◆ **TASKS TO PERFORM**
a) Repeat, word for word, the part of the article on transportation regulation that opens with the words containing "NTU has long" and closes with "in our economy.".
b) Carry on the article on transportation regulation, starting right after its final sentence.

◆ **SOURCE EXCERPT**
>> Start

In Air or on Rails, Taxpayers Deserve Smarter Regulation


President Trump’s first address to a joint session of Congress provided only a few new details about where he might take fiscal policy in the coming year. According to an analysis from National Taxpayers Union Foundation, the President outlined specific proposals whose net impact would increase federal spending by a net of $894 million – a minor amount compared to his predecessors. Taxpayers wondering how much they might have to shell out for President Trump’s promise of a “$1 trillion investment in the infrastructure of the United States – financed through both public and private capital,” learned a bit more from the release today of the Administration's general outline for what was largely the discretionary portion of the federal budget. The White House proposes to reduce, by 13 percent, the Department of Transportation's discretionary budget, where many (but certainly not all) infrastructure programs reside. 

Other clues have indicated that not all of the President's trillion-dollar infrastructure plan will come from government spending. The top priority in the DOT section of today's budget blueprint calls for a "multiyear reauthorization proposal" that would transform the nation’s air traffic control system into a better-managed, user-funded nongovernmental entity. President Trump’s meeting with airline executives last month yielded some encouraging words for taxpayers as well.

NTU has long supported splitting the business of air traffic control from the bureaucracy, thereby allowing the Federal Aviation Administration to concentrate solely on the issue of passenger and aircraft safety. In so doing, the traveling public would see relief from one of the worst federal tax burdens (often exceeding 20 percent) on any activity in our economy.

>> End

◆ **DATA SHOWN**
>> Start

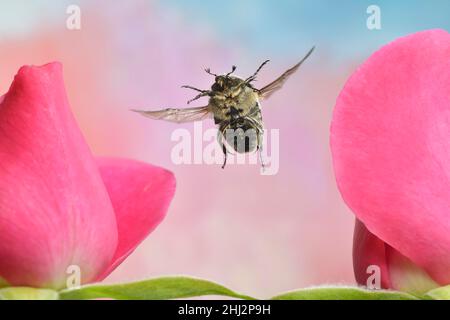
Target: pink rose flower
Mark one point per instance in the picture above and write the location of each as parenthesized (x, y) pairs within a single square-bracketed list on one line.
[(59, 206), (390, 140)]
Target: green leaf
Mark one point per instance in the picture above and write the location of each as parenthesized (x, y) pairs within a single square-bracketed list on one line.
[(442, 293), (22, 293), (343, 293), (154, 289)]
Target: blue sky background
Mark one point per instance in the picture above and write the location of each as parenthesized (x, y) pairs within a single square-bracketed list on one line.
[(275, 27)]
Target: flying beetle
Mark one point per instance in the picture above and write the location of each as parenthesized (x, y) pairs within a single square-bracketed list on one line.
[(234, 104)]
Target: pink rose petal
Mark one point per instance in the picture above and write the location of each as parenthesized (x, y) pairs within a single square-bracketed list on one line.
[(54, 209), (141, 194), (390, 141)]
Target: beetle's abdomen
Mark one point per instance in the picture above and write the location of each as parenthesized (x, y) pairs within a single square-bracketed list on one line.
[(242, 135)]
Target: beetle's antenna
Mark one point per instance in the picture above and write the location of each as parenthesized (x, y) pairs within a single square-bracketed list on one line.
[(233, 69), (253, 77), (208, 71)]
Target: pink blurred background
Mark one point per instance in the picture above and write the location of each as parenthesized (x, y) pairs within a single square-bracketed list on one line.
[(257, 234)]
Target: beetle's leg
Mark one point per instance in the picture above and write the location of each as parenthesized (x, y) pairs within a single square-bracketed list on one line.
[(260, 149), (225, 154), (201, 95), (193, 88), (220, 137)]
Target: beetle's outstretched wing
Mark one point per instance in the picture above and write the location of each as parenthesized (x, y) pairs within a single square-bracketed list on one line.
[(179, 115), (271, 88)]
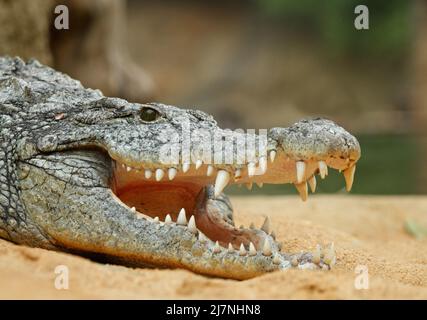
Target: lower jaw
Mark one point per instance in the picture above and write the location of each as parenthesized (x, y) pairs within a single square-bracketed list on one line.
[(210, 213)]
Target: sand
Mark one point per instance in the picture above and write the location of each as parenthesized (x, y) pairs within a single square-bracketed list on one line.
[(366, 230)]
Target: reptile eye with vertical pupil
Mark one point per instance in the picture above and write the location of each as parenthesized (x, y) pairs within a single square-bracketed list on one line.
[(149, 114)]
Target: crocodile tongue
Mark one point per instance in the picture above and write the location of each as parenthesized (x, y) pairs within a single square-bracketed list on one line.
[(214, 219)]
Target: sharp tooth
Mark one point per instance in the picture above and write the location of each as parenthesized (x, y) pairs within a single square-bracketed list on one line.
[(209, 171), (251, 169), (217, 248), (252, 250), (172, 173), (330, 257), (303, 190), (237, 173), (272, 155), (242, 250), (312, 182), (266, 225), (276, 259), (159, 174), (192, 225), (294, 261), (300, 171), (221, 181), (263, 164), (349, 177), (316, 255), (273, 235), (230, 248), (266, 250), (148, 174), (185, 167), (323, 169), (198, 164), (182, 219)]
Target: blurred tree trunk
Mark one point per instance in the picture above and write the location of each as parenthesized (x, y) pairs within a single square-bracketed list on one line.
[(24, 29), (419, 92)]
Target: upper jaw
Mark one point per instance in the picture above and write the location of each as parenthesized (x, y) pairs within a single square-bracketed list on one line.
[(292, 155)]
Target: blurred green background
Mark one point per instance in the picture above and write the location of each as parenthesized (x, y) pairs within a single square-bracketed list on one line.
[(254, 64), (264, 63)]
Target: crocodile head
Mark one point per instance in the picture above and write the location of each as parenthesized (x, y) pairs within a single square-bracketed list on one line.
[(142, 184)]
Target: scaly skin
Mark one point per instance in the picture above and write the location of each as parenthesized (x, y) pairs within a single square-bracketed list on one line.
[(73, 164)]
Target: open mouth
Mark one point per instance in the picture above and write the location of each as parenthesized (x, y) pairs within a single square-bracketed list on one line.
[(192, 196)]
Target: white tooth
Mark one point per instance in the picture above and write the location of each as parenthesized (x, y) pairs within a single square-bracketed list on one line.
[(209, 171), (185, 167), (237, 173), (266, 225), (198, 164), (273, 235), (303, 190), (312, 182), (221, 181), (192, 225), (251, 169), (272, 155), (300, 171), (276, 259), (330, 257), (252, 250), (172, 173), (159, 174), (263, 164), (217, 248), (182, 219), (148, 174), (242, 250), (266, 250), (323, 169), (349, 177), (230, 248)]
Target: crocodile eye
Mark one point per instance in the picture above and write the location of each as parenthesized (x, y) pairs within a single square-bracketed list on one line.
[(149, 114)]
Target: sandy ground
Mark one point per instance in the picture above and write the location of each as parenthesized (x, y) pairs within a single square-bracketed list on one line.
[(366, 230)]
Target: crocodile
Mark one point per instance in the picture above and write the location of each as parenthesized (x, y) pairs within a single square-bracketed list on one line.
[(142, 184)]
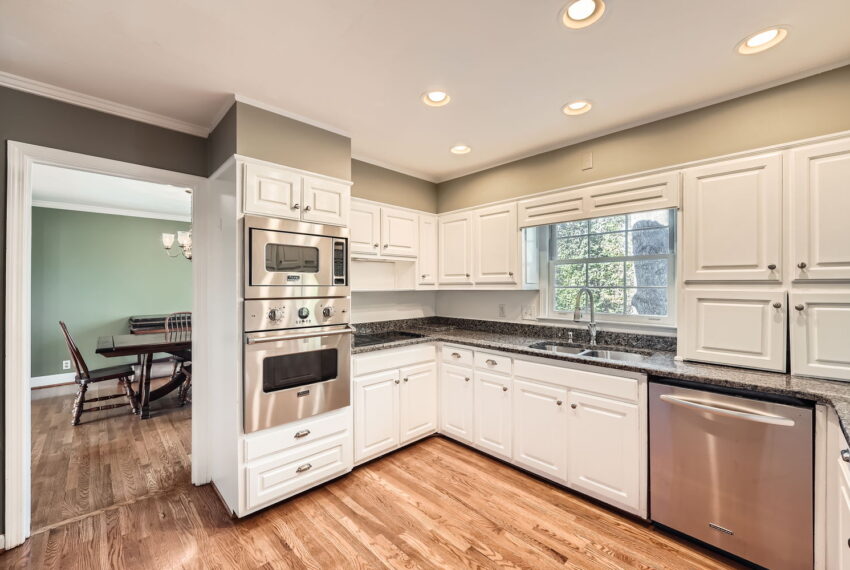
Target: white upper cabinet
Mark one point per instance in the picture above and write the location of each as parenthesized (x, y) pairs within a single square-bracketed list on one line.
[(607, 463), (284, 193), (272, 191), (325, 201), (399, 233), (455, 253), (428, 244), (496, 244), (820, 334), (820, 204), (741, 328), (732, 217), (418, 401), (365, 228)]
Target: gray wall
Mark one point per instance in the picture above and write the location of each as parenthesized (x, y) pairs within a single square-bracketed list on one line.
[(383, 185), (809, 107), (45, 122)]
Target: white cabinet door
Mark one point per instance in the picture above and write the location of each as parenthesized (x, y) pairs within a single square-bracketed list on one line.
[(732, 218), (496, 244), (742, 328), (272, 191), (820, 334), (325, 202), (428, 244), (365, 228), (456, 402), (399, 233), (376, 415), (820, 202), (493, 413), (418, 401), (455, 253), (604, 449), (540, 428)]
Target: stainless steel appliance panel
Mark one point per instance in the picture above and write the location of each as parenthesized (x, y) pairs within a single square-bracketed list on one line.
[(736, 473), (290, 375)]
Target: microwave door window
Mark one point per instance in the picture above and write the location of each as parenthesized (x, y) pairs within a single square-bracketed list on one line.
[(291, 258), (299, 369)]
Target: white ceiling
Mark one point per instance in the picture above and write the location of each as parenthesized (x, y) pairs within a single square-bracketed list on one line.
[(64, 188), (359, 66)]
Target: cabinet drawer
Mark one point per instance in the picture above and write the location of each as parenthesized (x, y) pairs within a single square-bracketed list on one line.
[(394, 358), (457, 355), (493, 362), (280, 439), (296, 470)]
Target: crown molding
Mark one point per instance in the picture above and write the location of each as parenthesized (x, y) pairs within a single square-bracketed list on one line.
[(96, 103)]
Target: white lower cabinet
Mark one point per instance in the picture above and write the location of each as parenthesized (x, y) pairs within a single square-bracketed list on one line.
[(603, 447), (540, 428), (492, 413), (456, 402)]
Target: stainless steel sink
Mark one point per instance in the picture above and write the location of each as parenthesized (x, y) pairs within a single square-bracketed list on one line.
[(557, 347), (614, 355)]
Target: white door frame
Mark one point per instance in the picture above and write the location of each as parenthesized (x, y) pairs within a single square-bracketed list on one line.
[(21, 158)]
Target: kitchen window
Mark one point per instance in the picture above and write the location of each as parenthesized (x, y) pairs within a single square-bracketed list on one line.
[(627, 261)]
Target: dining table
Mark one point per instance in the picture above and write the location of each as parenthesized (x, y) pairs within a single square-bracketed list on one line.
[(144, 347)]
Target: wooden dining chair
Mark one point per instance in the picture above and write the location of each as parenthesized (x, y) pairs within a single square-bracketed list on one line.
[(176, 324), (123, 373)]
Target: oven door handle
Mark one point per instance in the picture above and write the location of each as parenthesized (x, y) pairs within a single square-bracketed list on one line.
[(297, 336)]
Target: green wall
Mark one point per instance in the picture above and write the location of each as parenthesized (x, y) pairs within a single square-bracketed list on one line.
[(93, 271)]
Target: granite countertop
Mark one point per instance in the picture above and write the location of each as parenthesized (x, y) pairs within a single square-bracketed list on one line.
[(658, 363)]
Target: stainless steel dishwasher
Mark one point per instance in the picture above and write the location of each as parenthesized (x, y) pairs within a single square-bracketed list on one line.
[(734, 472)]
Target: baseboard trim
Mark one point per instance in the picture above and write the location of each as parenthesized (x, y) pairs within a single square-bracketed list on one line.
[(52, 380)]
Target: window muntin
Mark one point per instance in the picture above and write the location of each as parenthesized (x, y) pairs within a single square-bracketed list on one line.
[(628, 261)]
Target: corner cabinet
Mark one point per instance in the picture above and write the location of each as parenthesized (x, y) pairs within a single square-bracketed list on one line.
[(281, 192)]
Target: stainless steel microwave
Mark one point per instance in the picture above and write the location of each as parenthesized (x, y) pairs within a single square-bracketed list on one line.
[(289, 259)]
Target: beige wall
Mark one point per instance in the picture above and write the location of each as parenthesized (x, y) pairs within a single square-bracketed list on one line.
[(809, 107), (268, 136), (382, 185)]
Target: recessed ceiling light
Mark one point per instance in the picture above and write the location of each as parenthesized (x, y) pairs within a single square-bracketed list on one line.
[(763, 40), (435, 98), (582, 13), (576, 107)]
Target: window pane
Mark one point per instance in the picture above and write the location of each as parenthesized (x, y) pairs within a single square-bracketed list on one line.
[(646, 273), (654, 219), (605, 274), (647, 301), (571, 229), (572, 248), (571, 275), (649, 242), (610, 224), (608, 245)]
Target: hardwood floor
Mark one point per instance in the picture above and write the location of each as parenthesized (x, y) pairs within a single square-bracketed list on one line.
[(435, 504)]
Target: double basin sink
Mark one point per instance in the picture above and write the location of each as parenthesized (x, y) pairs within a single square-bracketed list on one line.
[(565, 348)]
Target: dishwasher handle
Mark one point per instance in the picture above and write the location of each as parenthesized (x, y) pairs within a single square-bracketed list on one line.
[(705, 407)]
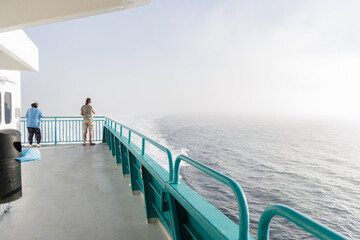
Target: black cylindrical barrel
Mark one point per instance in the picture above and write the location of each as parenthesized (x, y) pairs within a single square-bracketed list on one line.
[(10, 168)]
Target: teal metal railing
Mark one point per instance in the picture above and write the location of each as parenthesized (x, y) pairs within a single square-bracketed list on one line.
[(63, 129), (318, 230), (183, 212), (239, 194)]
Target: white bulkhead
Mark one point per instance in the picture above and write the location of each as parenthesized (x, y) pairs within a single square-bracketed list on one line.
[(17, 53)]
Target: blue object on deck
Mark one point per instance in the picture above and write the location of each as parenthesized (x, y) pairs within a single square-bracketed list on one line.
[(29, 154)]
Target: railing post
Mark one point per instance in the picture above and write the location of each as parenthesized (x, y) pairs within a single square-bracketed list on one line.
[(55, 133), (143, 147)]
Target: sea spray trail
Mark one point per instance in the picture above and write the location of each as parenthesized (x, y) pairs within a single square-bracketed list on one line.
[(312, 167)]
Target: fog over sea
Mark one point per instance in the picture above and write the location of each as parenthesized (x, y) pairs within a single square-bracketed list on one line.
[(313, 167)]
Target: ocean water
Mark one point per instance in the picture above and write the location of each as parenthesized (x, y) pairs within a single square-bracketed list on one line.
[(313, 167)]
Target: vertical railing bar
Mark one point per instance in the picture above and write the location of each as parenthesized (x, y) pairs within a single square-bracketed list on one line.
[(143, 147), (55, 132)]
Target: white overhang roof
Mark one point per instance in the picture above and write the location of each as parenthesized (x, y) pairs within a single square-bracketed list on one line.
[(18, 52), (19, 14)]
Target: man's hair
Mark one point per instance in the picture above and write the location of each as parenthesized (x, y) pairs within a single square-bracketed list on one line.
[(35, 105)]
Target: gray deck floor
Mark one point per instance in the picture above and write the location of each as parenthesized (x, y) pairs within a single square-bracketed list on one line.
[(76, 192)]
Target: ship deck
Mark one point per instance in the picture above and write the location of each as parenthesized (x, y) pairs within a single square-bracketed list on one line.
[(76, 192)]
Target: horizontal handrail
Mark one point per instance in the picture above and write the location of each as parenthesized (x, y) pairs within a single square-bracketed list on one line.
[(80, 117), (318, 230), (239, 194), (64, 129), (144, 138)]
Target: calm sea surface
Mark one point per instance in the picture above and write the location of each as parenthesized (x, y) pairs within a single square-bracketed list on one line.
[(313, 168)]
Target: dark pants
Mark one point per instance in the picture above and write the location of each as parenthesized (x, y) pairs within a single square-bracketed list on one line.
[(37, 135)]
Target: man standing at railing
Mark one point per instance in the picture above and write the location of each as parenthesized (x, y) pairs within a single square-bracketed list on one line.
[(87, 111), (34, 116)]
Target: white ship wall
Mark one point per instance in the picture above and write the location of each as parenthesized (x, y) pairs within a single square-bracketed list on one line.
[(10, 82)]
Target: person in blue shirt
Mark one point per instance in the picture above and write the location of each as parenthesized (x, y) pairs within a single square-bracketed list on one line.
[(34, 116)]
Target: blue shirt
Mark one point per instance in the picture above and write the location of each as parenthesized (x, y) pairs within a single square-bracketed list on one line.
[(33, 116)]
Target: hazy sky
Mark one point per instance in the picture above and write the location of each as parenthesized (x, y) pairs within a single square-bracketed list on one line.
[(228, 57)]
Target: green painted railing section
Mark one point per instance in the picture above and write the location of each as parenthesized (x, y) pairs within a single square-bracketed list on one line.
[(318, 230), (63, 129), (115, 125), (172, 194), (239, 194)]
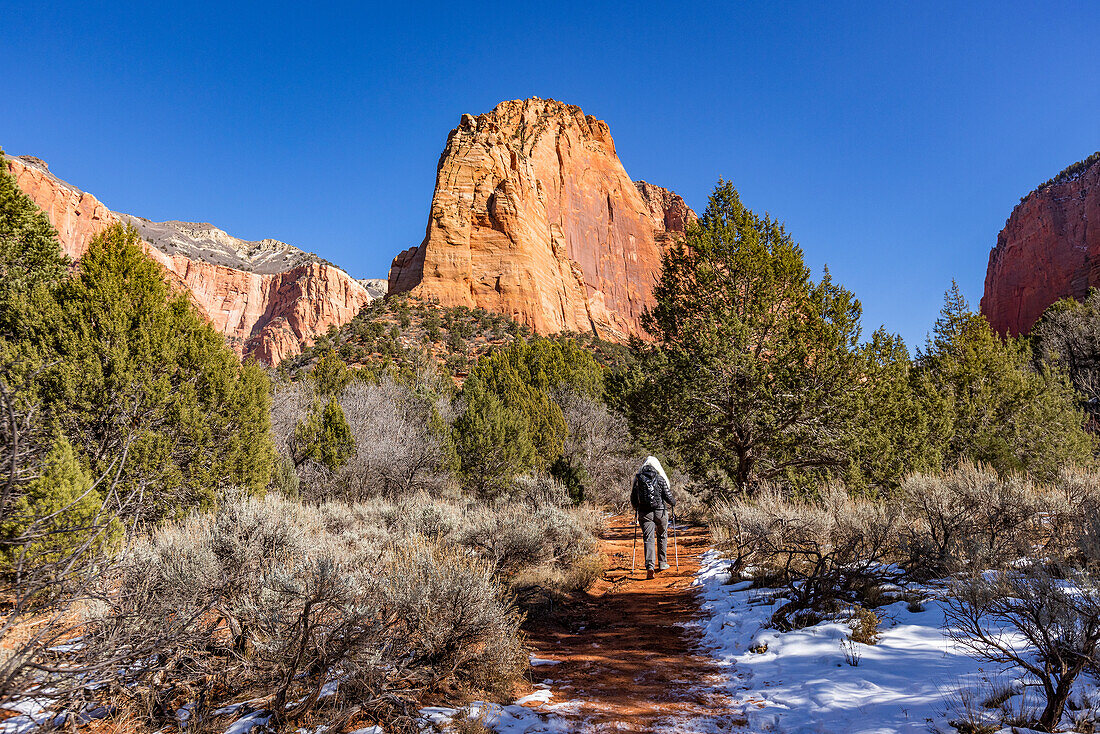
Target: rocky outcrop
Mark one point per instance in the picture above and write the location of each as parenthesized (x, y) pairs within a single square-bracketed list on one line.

>> End

◆ **FINAL ANSWERS**
a)
NTU has long supported splitting the business of air traffic control from the bureaucracy, thereby allowing the Federal Aviation Administration to concentrate solely on the issue of passenger and aircraft safety. In so doing, the traveling public would see relief from one of the worst federal tax burdens (often exceeding 20 percent) on any activity in our economy.

b)
And while Trump’s comments that current aviation policy is“out of whack,” “obsolete,” and “a disaster” seem a little more like hyperbole than hard-headed analysis, they do underlie the importance of constant vigilance on the part of limited government advocates. After all, some 40 years ago freight and passenger airline fare structures were allowed to greater reflect market-based pricing, touching off a revolution of affordable air travel. By 1985, in one of the few examples of a bureaucracy ending its intrusive role, the Civil Aeronautics Board had been phased out and its few important regulatory functions spun off to other agencies. Yet, the job of allowing the private sector to more fully modernize and streamline travel in the skies rarely touched the air traffic control apparatus – leaving the U.S. far behind most other industrialized nations.

Such examples of incomplete policy work extend across our infrastructure, as recent hearings in the House and Senate demonstrated. Railroads offer an important illustration of how free-market solutions can restore a vital part of our transportation network – and, a cautionary tale against complacency.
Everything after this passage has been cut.